* Start *

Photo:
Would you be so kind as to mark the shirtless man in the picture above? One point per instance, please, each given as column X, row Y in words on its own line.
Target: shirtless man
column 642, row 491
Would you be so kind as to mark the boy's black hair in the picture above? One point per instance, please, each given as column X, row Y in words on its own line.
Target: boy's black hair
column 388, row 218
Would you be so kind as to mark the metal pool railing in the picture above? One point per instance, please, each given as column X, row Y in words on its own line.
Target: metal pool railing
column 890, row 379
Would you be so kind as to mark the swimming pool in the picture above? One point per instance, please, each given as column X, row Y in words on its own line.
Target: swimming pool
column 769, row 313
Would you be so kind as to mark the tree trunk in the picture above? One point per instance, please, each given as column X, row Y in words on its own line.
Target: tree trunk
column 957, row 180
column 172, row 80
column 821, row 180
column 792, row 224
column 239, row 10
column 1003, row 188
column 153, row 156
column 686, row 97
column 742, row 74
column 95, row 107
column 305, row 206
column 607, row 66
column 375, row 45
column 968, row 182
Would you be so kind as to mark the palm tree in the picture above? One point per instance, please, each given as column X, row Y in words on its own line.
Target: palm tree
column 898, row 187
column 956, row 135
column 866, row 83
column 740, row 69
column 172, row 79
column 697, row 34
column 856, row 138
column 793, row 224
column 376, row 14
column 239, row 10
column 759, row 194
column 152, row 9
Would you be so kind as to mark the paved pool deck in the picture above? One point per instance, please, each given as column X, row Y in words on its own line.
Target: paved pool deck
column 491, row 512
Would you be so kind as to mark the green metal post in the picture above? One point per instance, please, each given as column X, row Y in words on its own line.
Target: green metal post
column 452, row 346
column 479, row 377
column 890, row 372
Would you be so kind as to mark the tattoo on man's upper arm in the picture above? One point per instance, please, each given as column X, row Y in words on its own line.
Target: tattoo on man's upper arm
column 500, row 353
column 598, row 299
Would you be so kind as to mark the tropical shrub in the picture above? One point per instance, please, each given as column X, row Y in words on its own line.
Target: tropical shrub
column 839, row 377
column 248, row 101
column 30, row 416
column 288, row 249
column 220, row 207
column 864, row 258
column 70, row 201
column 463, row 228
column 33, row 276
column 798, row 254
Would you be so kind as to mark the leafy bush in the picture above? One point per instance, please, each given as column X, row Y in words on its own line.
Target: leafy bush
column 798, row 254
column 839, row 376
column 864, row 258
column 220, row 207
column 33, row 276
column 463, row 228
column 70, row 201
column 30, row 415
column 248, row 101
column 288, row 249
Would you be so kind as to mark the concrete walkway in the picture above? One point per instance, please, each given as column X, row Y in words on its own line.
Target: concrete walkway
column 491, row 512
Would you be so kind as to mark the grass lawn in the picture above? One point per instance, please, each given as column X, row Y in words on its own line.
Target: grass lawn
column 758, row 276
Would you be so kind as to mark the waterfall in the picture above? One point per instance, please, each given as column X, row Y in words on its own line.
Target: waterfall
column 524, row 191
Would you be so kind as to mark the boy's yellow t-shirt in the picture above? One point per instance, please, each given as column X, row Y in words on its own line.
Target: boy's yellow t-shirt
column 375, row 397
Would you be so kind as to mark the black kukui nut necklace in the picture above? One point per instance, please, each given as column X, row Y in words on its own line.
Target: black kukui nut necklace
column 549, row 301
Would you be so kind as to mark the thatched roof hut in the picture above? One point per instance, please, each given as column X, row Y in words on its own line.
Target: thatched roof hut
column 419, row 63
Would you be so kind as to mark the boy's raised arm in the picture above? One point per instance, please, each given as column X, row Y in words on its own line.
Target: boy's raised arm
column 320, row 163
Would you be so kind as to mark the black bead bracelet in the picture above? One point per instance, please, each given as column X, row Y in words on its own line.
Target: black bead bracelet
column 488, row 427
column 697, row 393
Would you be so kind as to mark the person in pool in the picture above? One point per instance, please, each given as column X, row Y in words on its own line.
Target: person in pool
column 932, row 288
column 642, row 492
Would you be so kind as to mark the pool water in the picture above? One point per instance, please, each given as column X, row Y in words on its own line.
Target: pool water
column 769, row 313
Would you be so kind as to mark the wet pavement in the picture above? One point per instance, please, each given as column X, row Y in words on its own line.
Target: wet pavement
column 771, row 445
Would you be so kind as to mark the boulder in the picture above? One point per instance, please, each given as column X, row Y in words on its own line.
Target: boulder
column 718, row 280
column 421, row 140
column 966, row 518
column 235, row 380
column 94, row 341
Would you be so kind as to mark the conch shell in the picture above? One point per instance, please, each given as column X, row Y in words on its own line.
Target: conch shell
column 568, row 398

* End *

--- THE TASK ---
Every entry must be output again, exactly as written above.

--- SOLUTION ---
Photo:
Would you be so kind as to mark the shirtless man in the picture above? One point per instance, please, each given as column X, row Y in words on its own line.
Target: shirtless man
column 642, row 491
Would you be so kind as to mark the boy's black hair in the picture above? One point per instance, please, each given as column X, row Y in words on its own line.
Target: boy's black hair
column 388, row 218
Would you be so kind as to mark the metal pool railing in the picture above? One point per instance, please, each given as column X, row Y in words on its own line.
Target: metal pool railing
column 890, row 379
Would you be so kind as to mark the swimming pool in the picture above? One point per instance, please, each given as column X, row Y in words on its own line.
Target: swimming pool
column 769, row 313
Would you be so kind as to mark the tree trunk in the picture above? One point per instance, please, each given as column X, row Y in words on its own line.
Target: tree trunk
column 957, row 180
column 172, row 80
column 821, row 180
column 792, row 224
column 239, row 10
column 1003, row 188
column 153, row 156
column 686, row 97
column 742, row 74
column 95, row 107
column 305, row 206
column 607, row 66
column 375, row 45
column 968, row 182
Would you be so kind as to mark the palm tree in the picture above? One point per instance, please, each given as column X, row Y in words on its own line.
Target: palm tree
column 898, row 187
column 956, row 135
column 866, row 83
column 740, row 69
column 172, row 79
column 697, row 34
column 856, row 138
column 793, row 224
column 376, row 14
column 239, row 10
column 759, row 194
column 152, row 9
Would you be so kind as to mark the paved pool deck in the picture above? One point per instance, please, each given as column X, row Y in words on its own line.
Target: paved pool deck
column 491, row 512
Would you be so kind as to mark the green metal post in the picture above? One point per instance, please, each given as column X, row Y in words on its own line.
Target: green metal post
column 452, row 346
column 479, row 377
column 890, row 372
Would you be so kind as to mark the tattoo on man's upper arm in the picture above? One point per instance, please, each given as column X, row Y in words on its own line.
Target: tattoo on man's upper arm
column 500, row 353
column 598, row 299
Would you be so kind as to mark the tropical shrub in the picture above? One point per instance, please, each given as column X, row Y in words on its own line.
Target: tropical shrub
column 839, row 377
column 248, row 101
column 30, row 416
column 288, row 249
column 220, row 207
column 864, row 258
column 70, row 201
column 463, row 228
column 33, row 276
column 798, row 254
Would you be so kind as to mark the leafy bush in the picture above? One point per instance, please, each given as column X, row Y in words on its own line.
Target: leafy bush
column 798, row 254
column 839, row 376
column 864, row 258
column 220, row 207
column 33, row 276
column 463, row 228
column 70, row 201
column 30, row 415
column 248, row 101
column 288, row 249
Would you be so kind as to mark the concrete walkway in the picture above? One point per instance, please, each given as column X, row Y in words on its own line.
Target: concrete walkway
column 491, row 512
Would you be so kind as to mark the grass lawn in the picture above? One point per instance, please, each given as column X, row Y in words on its own line.
Target: grass lawn
column 758, row 276
Would you be so kind as to mark the waterfall in the picture above? One point per instance, please, each given as column X, row Y in words on its own line.
Target: waterfall
column 524, row 191
Would you be so kind as to mark the boy's yellow t-shirt in the picture above? One point per instance, please, each given as column X, row Y in words on its own line.
Target: boy's yellow t-shirt
column 375, row 397
Would you be so kind as to mark the black kukui nut necklace in the picture above? One point per instance, please, each given as column X, row Y in words on its own line.
Target: black kukui nut necklace
column 549, row 301
Would you be so kind as to mark the thatched roof hut in the picture above? One point per instance, please, each given as column X, row Y in words on its own line.
Target: thatched roof hut
column 419, row 63
Would you be so kind as to mark the boy's raised arm in the picture above? One point per instance, please, each given as column X, row Y in words on its own line.
Target: boy's raised arm
column 320, row 163
Would you be so kind as to mark the black bead bracelet in the picture above? One point per instance, please, each given as column X, row Y in words on its own line.
Target: black bead bracelet
column 488, row 427
column 697, row 393
Would you be so kind as to mark the person in pool in the picture above? One point per instance, please, each given as column X, row Y in words on its own line.
Target: person in pool
column 932, row 288
column 642, row 492
Would you be so kind as to mark the pool water in the picture above? One point per instance, please, each given as column X, row Y in words on its own line.
Target: pool water
column 769, row 313
Would you be so kind as to mark the wet pavement in the picture above? One point per instance, please, each given as column X, row Y in words on its own line.
Target: wet pavement
column 771, row 445
Would you be so kind as to mark the boulder in the picture above? One point per instance, please, each given as column X, row Y in words on its own line.
Target: boulder
column 718, row 280
column 421, row 140
column 966, row 518
column 235, row 380
column 94, row 341
Would you be so kind as to mark the conch shell in the picture above? One point per instance, please, each given as column X, row Y in words on its own line.
Target: conch shell
column 568, row 398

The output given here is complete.